"""
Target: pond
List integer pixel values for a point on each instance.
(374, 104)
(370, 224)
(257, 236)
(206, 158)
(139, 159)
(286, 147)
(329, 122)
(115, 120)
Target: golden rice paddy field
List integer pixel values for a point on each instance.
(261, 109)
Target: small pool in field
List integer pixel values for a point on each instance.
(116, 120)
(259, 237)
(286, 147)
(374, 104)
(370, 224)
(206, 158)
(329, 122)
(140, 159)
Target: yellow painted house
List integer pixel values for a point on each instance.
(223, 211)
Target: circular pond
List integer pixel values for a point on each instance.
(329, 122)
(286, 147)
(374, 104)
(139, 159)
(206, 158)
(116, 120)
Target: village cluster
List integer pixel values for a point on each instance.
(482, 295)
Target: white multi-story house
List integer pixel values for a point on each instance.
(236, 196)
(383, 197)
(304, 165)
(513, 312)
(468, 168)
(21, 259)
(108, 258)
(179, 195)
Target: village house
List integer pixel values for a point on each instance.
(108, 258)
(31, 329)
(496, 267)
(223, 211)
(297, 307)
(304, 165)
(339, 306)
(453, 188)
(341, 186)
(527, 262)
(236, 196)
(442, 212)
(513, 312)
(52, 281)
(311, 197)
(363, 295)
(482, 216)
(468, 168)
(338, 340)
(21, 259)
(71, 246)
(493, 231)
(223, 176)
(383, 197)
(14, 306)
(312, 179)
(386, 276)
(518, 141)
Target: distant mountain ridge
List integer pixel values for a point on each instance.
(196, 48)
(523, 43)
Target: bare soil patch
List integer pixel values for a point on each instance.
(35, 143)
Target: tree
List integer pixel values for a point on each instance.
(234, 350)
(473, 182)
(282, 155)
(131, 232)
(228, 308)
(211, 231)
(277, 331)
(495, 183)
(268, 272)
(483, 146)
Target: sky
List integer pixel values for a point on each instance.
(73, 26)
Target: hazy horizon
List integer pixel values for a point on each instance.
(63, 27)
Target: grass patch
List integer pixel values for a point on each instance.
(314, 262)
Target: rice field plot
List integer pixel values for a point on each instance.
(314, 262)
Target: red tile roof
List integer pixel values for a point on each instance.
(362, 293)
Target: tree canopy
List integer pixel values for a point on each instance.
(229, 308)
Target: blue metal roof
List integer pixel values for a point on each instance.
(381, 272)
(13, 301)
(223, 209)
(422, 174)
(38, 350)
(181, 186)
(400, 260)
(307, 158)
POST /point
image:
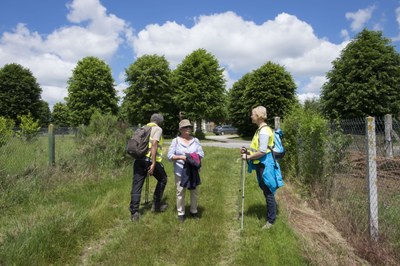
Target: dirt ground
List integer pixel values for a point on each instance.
(323, 244)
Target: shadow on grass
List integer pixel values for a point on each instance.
(259, 210)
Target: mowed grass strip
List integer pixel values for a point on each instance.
(88, 222)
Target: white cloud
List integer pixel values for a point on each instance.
(315, 84)
(345, 35)
(360, 18)
(52, 58)
(242, 46)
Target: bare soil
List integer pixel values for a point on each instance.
(322, 242)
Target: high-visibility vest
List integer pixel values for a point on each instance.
(255, 144)
(159, 148)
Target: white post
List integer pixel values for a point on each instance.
(388, 136)
(372, 177)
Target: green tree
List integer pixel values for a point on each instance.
(19, 92)
(270, 86)
(149, 92)
(364, 80)
(238, 109)
(6, 130)
(91, 88)
(60, 115)
(200, 87)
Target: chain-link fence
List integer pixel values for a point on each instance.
(365, 192)
(19, 156)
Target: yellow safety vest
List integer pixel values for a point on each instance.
(159, 148)
(255, 144)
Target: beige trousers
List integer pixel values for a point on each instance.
(180, 197)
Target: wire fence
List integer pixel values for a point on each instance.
(19, 156)
(365, 196)
(360, 178)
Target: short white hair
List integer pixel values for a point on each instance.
(261, 112)
(157, 118)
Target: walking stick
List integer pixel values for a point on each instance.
(147, 190)
(243, 181)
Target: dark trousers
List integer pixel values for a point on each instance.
(140, 168)
(269, 197)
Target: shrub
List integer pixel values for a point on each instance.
(29, 127)
(306, 132)
(6, 130)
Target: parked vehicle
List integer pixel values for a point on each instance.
(225, 129)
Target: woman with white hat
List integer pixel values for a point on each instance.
(182, 151)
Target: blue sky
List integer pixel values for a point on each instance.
(50, 36)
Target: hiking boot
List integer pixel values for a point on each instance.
(159, 208)
(135, 217)
(181, 218)
(194, 215)
(267, 226)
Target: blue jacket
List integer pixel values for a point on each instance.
(272, 176)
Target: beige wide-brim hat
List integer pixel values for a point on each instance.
(184, 123)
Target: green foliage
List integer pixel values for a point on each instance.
(60, 115)
(200, 135)
(150, 92)
(29, 127)
(239, 112)
(6, 130)
(62, 225)
(306, 134)
(19, 92)
(200, 87)
(102, 143)
(91, 88)
(364, 80)
(270, 86)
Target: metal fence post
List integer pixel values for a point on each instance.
(372, 177)
(277, 122)
(52, 150)
(388, 136)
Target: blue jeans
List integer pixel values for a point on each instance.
(140, 168)
(269, 197)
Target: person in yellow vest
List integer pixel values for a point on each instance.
(150, 164)
(260, 159)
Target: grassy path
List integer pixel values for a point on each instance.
(88, 223)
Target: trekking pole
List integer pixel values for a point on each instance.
(239, 199)
(147, 189)
(243, 181)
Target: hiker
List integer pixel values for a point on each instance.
(151, 165)
(186, 152)
(261, 160)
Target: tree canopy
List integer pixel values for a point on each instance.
(150, 91)
(91, 88)
(270, 86)
(19, 93)
(200, 87)
(364, 80)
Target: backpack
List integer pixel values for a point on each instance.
(278, 151)
(138, 144)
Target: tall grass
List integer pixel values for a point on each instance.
(85, 220)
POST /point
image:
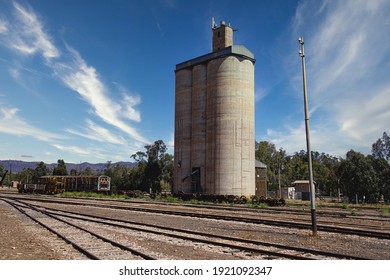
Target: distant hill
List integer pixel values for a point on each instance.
(17, 166)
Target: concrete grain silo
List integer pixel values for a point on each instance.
(214, 120)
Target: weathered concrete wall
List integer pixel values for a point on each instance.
(214, 126)
(182, 158)
(230, 126)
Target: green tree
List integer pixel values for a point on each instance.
(40, 170)
(60, 170)
(381, 148)
(154, 168)
(358, 177)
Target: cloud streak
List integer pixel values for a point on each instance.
(347, 47)
(25, 35)
(12, 123)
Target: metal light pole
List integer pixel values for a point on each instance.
(312, 190)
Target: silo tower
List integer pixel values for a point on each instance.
(214, 120)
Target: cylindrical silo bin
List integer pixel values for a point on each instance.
(230, 126)
(198, 144)
(182, 159)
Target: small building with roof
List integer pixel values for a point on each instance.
(261, 179)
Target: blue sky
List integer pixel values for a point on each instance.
(94, 80)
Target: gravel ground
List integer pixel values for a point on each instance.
(22, 239)
(39, 244)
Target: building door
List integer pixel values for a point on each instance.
(195, 180)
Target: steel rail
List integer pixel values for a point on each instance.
(334, 229)
(75, 245)
(208, 235)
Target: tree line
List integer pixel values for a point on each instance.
(365, 177)
(153, 171)
(357, 176)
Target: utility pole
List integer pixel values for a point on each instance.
(312, 190)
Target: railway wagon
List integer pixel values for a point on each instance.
(80, 183)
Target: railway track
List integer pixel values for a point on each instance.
(88, 243)
(266, 250)
(326, 226)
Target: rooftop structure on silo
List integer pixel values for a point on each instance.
(214, 120)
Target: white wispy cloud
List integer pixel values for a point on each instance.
(3, 26)
(85, 80)
(12, 123)
(98, 133)
(347, 47)
(72, 149)
(25, 35)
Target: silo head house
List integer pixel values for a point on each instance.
(214, 120)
"""
# Your task
Quote the material word for word, dropping any images it holds.

# Answer to this exercise
Target: pond
List integer pixel values for a point on each instance.
(374, 104)
(370, 224)
(257, 236)
(206, 158)
(139, 159)
(286, 147)
(329, 122)
(115, 120)
Target: golden rice paddy field
List integer pixel values for a point on each instance.
(261, 109)
Target: small pool in field
List integer pixel values for a point on each instance.
(116, 120)
(259, 237)
(286, 147)
(374, 104)
(370, 224)
(206, 158)
(329, 122)
(140, 159)
Target: yellow painted house
List integer pixel values for a point on each instance.
(223, 211)
Target: circular pond
List integer pixel values for a point on each instance.
(329, 122)
(286, 147)
(374, 104)
(139, 159)
(206, 158)
(116, 120)
Target: village cluster
List integer pixel values for a point on each instance.
(482, 295)
Target: white multi-story house
List integer pixel values for a point on each instance.
(236, 196)
(383, 197)
(304, 165)
(513, 312)
(468, 168)
(21, 259)
(108, 258)
(179, 195)
Target: village house
List integer pixel values for a point on each instance.
(108, 258)
(31, 329)
(496, 267)
(223, 211)
(297, 307)
(304, 165)
(339, 306)
(453, 188)
(341, 186)
(527, 262)
(236, 196)
(442, 212)
(513, 312)
(52, 281)
(311, 197)
(363, 295)
(482, 216)
(468, 168)
(338, 340)
(21, 259)
(71, 246)
(493, 231)
(223, 176)
(383, 197)
(14, 306)
(312, 179)
(386, 276)
(518, 141)
Target: distant mountain ridge
List integer pixel values for a point on each instance.
(196, 48)
(523, 43)
Target: bare soil patch
List integer pixel values for a point on each instance.
(35, 143)
Target: tree
List integer pixel values for a point on each instance.
(234, 350)
(473, 182)
(282, 155)
(131, 232)
(228, 308)
(211, 231)
(277, 331)
(495, 183)
(268, 272)
(483, 146)
Target: sky
List integer pixel values for a point on each instance.
(73, 26)
Target: hazy horizon
List integer pixel values for a point on each instance.
(63, 27)
Target: grass patch
List integer pixel values for a point on each instance.
(314, 262)
Target: rice field plot
List integer pixel values for a point on each instance.
(314, 262)
Target: red tile roof
List integer pixel values for a point on each instance.
(362, 293)
Target: tree canopy
List integer pixel values for a point on each instance.
(229, 308)
Target: blue metal roof
List integer pixel values for a point on each instance.
(381, 272)
(13, 301)
(223, 209)
(422, 174)
(38, 350)
(181, 186)
(400, 260)
(307, 158)
POST /point
image:
Target: dirt ground
List integer pixel values for a point on each instance.
(323, 244)
Target: shadow on grass
List integer pixel values for a point on each instance.
(259, 210)
Target: mowed grass strip
List integer pixel values for a point on each instance.
(88, 222)
Target: white cloud
List integer pixel values for a point on each instance.
(315, 84)
(345, 35)
(360, 18)
(52, 58)
(242, 46)
Target: bare soil
List integer pixel values for a point on each instance.
(322, 242)
Target: high-visibility vest
List integer pixel values for a point on each instance.
(255, 144)
(159, 148)
Target: white post
List integer pixel values for a point on each instance.
(388, 136)
(372, 177)
Target: green tree
List integer pixel values for a point on each instance.
(19, 92)
(270, 86)
(149, 92)
(364, 80)
(238, 109)
(6, 130)
(91, 88)
(60, 115)
(200, 87)
Target: chain-link fence
List integer pixel values for a point on each instance.
(365, 192)
(19, 156)
Target: yellow safety vest
List integer pixel values for a point on each instance.
(159, 148)
(255, 144)
Target: beige trousers
List integer pixel values for a point on each instance.
(180, 197)
Target: wire fence
List integer pixel values for a point on each instance.
(19, 156)
(365, 196)
(360, 178)
Target: short white hair
List integer pixel values for a point on each instance.
(261, 112)
(157, 118)
Target: walking stick
List integer pixel values for a point on each instance.
(147, 190)
(243, 181)
Target: dark trousers
List integer pixel values for a point on each instance.
(140, 168)
(269, 197)
Target: shrub
List integer pixel values for a point on each instance.
(29, 127)
(306, 132)
(6, 130)
Target: parked vehicle
List integer pixel values for a point on each instance.
(225, 129)
Target: woman with white hat
List integer pixel values for a point on each instance.
(182, 151)
Target: blue sky
List integer pixel values for a point on each instance.
(50, 36)
Target: hiking boot
List integer pixel values for a point on each instance.
(159, 208)
(135, 217)
(181, 218)
(194, 215)
(267, 226)
Target: blue jacket
List integer pixel values for a point on each instance.
(272, 176)
Target: beige wide-brim hat
List integer pixel values for a point on each instance.
(184, 123)
Target: green foliage
List integer pixel values for a point on each instance.
(60, 115)
(200, 135)
(150, 92)
(29, 127)
(239, 112)
(6, 130)
(62, 225)
(306, 134)
(19, 92)
(200, 87)
(102, 143)
(91, 88)
(364, 80)
(270, 86)
Target: metal fence post
List integer pixel values for a point on each instance.
(372, 177)
(277, 122)
(52, 150)
(388, 136)
Target: blue jeans
List integer pixel values for a point on each instance.
(140, 168)
(269, 197)
Target: person in yellow vest
List integer pixel values for a point on each instance.
(150, 164)
(260, 159)
Target: grassy path
List integer pixel values for a point on each instance.
(88, 223)
Target: trekking pole
List integer pixel values for a point on each instance.
(239, 199)
(147, 189)
(243, 181)
Target: hiker
List integer pixel values for a point on each instance.
(151, 165)
(186, 152)
(261, 160)
Target: tree canopy
List integer pixel values for a point on each instance.
(150, 91)
(91, 88)
(270, 86)
(19, 93)
(200, 87)
(364, 80)
Target: backpack
List integer pixel values for a point on each instance.
(278, 151)
(138, 144)
Target: tall grass
List integer pixel values for a point on each instance.
(85, 220)
POST /point
image:
Target: distant hill
List integer pixel values for a point on each instance.
(17, 166)
Target: concrete grain silo
List integer pixel values for a point on each instance.
(214, 120)
Target: weathered concrete wall
List integer pixel values for a point on each instance.
(214, 126)
(182, 158)
(230, 126)
Target: green tree
List integer pixel values for a point on each instance.
(40, 170)
(60, 170)
(381, 148)
(154, 168)
(358, 177)
Target: cloud streak
List integer pixel values for a point on each instance.
(347, 47)
(25, 35)
(12, 123)
Target: metal light pole
List integer pixel values for a point on each instance.
(312, 190)
Target: silo tower
List integer pixel values for a point on each instance.
(214, 120)
Target: cylindrical silo bin
List integer pixel values for a point on each instance.
(230, 126)
(198, 144)
(182, 159)
Target: small building with roof
List integer pixel values for a point on each instance.
(261, 179)
Target: blue sky
List integer pixel values for a point on each instance.
(94, 80)
Target: gravel ground
List integer pixel values for a point on each instance.
(22, 239)
(39, 244)
Target: building door
List integer pixel values for a point on each instance.
(195, 180)
Target: steel rail
List integer pixel values for a point on each instance.
(334, 229)
(75, 245)
(208, 235)
Target: tree line
List integer pixel values for a point on each instance.
(365, 177)
(153, 171)
(357, 176)
Target: utility pole
List integer pixel values for a point on each instance.
(312, 190)
Target: railway wagon
List integer pixel values for a point on each instance.
(80, 183)
Target: railway track
List integer pixel values for a point on each instance.
(88, 243)
(266, 250)
(326, 226)
Target: rooftop structure on silo
List integer pixel values for a point on each instance.
(214, 120)
Target: white wispy cloud
List integer pixel values for a point on each instance.
(3, 26)
(85, 80)
(12, 123)
(98, 133)
(347, 47)
(72, 149)
(25, 35)
Target: silo head house
List integer pixel values for a point on each instance.
(214, 120)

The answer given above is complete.